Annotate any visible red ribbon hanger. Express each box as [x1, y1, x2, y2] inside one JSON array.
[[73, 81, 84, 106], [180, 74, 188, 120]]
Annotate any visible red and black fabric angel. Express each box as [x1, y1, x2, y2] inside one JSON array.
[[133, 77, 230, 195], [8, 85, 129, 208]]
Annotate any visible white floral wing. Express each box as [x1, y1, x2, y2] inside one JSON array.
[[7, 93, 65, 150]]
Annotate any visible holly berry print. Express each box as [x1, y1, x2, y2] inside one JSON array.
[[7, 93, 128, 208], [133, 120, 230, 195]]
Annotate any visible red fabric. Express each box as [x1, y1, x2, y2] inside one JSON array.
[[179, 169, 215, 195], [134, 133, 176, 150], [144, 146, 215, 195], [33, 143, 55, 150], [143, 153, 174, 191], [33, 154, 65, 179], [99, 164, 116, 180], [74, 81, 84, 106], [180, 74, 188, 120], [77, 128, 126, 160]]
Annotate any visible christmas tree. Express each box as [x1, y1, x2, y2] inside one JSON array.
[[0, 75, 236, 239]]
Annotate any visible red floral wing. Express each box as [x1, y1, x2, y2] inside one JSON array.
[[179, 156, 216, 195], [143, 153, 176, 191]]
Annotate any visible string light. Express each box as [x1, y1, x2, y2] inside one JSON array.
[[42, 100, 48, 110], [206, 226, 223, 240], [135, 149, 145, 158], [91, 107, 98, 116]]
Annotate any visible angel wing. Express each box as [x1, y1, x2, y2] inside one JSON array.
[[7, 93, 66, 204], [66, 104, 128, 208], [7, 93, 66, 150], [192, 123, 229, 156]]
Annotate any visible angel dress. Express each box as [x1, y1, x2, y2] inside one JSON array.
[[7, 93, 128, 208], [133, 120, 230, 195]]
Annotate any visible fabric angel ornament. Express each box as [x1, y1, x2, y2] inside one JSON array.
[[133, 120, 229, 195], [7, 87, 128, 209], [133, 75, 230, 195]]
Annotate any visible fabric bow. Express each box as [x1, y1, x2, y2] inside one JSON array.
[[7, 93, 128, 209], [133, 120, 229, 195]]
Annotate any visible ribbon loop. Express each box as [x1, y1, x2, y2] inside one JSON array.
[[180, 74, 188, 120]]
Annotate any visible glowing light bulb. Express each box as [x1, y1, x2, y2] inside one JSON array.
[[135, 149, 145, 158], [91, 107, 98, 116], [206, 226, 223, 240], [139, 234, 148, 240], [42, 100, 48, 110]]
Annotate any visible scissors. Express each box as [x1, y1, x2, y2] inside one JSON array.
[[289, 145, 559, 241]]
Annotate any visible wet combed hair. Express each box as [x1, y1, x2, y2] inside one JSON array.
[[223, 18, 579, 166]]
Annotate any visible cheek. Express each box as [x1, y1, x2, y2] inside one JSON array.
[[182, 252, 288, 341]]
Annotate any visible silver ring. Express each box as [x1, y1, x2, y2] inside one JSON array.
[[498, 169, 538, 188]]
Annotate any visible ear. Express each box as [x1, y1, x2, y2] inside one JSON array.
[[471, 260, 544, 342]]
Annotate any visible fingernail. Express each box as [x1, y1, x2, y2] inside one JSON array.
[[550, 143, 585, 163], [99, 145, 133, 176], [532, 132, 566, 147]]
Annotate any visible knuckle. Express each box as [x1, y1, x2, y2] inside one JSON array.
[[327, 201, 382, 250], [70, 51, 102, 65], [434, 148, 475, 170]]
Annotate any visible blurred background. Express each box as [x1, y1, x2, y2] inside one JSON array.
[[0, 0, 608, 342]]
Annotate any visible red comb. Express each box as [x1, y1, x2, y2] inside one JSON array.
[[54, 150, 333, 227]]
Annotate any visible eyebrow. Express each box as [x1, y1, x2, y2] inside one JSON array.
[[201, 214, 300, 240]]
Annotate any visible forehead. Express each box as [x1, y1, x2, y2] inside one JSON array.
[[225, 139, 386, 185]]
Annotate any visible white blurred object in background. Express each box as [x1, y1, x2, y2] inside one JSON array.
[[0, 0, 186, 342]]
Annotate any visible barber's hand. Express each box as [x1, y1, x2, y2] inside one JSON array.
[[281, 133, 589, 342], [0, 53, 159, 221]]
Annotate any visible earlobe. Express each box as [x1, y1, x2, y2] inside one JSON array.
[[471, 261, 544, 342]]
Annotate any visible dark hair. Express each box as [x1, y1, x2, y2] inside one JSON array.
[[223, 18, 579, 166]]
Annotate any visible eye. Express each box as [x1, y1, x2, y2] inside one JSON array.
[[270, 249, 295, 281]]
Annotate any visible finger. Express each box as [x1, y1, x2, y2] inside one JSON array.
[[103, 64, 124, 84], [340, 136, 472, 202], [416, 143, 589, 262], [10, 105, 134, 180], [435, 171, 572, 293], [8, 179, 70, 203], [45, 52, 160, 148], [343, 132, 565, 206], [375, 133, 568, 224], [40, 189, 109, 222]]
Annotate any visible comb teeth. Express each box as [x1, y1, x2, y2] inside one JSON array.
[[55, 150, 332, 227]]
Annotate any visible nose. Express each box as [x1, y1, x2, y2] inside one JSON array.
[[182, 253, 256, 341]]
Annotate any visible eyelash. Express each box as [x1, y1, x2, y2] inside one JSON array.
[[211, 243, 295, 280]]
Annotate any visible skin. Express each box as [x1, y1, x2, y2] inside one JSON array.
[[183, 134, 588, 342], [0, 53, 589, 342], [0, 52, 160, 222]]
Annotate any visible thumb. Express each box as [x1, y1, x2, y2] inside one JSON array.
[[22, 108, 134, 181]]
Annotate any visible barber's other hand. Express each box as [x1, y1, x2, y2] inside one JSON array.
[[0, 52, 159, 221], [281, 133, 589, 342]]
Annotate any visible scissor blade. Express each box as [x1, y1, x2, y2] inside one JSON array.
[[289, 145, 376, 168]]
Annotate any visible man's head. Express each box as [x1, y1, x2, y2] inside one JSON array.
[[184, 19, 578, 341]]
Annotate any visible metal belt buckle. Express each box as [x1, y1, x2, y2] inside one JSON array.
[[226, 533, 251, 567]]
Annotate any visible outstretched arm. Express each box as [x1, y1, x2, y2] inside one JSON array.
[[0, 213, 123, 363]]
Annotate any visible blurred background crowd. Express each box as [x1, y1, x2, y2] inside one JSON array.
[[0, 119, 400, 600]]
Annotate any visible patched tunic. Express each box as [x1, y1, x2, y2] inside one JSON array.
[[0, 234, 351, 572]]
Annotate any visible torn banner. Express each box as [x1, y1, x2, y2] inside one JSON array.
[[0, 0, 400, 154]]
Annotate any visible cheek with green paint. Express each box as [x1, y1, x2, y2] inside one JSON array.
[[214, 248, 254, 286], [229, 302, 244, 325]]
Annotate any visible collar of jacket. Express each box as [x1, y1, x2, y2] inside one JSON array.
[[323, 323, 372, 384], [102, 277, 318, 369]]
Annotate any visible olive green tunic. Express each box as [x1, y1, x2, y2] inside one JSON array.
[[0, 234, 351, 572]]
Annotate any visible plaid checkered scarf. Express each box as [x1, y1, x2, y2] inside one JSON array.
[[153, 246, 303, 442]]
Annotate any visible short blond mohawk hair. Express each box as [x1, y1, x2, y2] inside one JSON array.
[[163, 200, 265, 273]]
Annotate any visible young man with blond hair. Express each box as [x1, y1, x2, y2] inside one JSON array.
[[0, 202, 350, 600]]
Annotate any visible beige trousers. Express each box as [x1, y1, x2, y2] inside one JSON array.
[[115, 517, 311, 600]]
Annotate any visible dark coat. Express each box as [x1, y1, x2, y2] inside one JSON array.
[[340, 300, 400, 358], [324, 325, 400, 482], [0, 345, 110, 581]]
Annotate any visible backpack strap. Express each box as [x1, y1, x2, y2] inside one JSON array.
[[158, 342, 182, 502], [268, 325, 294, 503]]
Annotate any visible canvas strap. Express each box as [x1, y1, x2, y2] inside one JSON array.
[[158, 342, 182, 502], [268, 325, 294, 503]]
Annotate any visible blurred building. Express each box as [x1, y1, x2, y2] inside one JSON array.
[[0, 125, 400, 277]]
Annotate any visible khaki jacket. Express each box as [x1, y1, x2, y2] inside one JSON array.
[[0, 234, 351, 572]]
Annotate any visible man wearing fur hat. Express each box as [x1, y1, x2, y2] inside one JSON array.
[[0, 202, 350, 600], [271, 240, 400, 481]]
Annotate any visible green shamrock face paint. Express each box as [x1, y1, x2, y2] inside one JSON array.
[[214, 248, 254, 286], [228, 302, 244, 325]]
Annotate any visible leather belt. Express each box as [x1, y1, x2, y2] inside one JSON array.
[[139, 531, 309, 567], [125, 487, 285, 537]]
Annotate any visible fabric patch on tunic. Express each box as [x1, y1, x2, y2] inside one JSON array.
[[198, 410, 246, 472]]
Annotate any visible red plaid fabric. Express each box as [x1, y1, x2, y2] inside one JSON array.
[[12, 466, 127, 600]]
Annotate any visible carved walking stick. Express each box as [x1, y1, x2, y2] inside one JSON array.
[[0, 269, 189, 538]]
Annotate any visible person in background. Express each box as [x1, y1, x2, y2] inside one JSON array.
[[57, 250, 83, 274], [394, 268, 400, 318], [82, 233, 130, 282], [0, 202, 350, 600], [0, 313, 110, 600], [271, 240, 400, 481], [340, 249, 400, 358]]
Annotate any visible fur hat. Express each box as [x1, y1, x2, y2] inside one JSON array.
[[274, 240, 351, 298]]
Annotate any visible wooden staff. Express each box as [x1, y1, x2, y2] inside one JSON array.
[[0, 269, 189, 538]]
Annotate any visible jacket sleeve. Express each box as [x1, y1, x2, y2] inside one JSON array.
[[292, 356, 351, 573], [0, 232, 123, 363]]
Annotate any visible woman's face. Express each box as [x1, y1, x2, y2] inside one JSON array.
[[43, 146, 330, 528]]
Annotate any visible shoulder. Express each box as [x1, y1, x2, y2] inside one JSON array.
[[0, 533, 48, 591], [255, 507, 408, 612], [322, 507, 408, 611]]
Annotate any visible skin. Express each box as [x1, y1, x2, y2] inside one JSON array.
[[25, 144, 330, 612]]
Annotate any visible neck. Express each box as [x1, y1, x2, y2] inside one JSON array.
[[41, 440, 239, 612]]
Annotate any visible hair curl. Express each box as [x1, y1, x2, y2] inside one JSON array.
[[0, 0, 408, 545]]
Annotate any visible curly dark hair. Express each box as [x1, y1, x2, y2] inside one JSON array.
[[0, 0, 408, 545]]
════════
*TASK STATEMENT*. Present every line from the beginning of the entries through the line containing "[[7, 93, 65, 150]]" as a numbered list, skipping any blank lines.

*ANSWER*.
1. Annotate any visible red ribbon hanger. Express each box as [x1, y1, x2, y2] inside one JSON array.
2. [[73, 81, 84, 106], [180, 74, 188, 120]]
3. Annotate any visible red and black fabric angel. Express each box as [x1, y1, x2, y2] inside one JSON array.
4. [[133, 77, 230, 195], [8, 85, 129, 208]]
5. Annotate any visible white floral wing. Express each box as [x1, y1, x2, y2] inside one JSON array.
6. [[7, 93, 65, 150]]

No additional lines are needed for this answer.